Goal
Write out, word for word, only the lines from the one containing "One keypoint belongs on each instance. Annotate the gabled" through the final line of the data.

>>>>>

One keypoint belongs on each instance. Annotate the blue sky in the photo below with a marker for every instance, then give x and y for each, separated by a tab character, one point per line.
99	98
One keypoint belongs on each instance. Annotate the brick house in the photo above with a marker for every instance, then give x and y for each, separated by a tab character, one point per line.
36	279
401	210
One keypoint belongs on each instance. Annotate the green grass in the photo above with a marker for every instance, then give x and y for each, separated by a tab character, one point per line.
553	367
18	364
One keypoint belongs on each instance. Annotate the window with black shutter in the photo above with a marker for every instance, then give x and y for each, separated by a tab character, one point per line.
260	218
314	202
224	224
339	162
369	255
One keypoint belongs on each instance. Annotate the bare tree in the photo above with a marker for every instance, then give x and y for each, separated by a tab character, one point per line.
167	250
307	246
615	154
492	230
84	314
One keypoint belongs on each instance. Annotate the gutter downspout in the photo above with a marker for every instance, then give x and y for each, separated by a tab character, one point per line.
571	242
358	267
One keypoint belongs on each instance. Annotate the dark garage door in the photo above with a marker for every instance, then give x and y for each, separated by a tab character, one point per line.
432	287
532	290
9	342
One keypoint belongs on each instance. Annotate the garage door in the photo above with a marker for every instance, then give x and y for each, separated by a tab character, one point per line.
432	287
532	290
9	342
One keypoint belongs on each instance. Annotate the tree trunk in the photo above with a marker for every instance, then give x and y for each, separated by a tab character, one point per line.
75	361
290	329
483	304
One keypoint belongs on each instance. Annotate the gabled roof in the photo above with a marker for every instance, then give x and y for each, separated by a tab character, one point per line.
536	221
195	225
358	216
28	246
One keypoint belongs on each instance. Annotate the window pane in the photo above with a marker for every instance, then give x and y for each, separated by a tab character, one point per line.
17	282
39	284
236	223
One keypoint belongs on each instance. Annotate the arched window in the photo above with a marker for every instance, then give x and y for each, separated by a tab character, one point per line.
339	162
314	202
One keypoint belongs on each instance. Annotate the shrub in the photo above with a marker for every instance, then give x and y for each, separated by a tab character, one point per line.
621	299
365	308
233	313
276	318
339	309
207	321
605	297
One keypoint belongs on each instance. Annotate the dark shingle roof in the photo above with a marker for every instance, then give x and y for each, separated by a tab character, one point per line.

<<<<<

Solved problem
One keypoint belongs on each instance. Annotate the gabled roof in the photo above with a marker for every instance, then give x and y for each, separated by a tab character, one point per line.
536	221
195	225
358	216
28	246
One keypoint belongs on each instance. Annotate the window pane in the photo above with a marker for every instance, then give x and y for each, separated by a tab character, one point per line.
17	282
39	284
236	223
One keypoint belongs on each instance. Annotate the arched window in the photo above with a marker for every instance, then give x and y for each, separated by a tab character, one point per line.
339	162
314	202
One keypoint belongs on each instance. Annotate the shrub in the photo above with a marker for every instance, then give x and y for each, separated by a tab character, one point per line.
621	299
365	308
233	313
276	318
339	309
207	321
605	297
One keypoint belongs on each instance. Annotate the dark shingle roof in the photo above with a marker for every instance, then give x and y for each, separated by a tab character, one point per line.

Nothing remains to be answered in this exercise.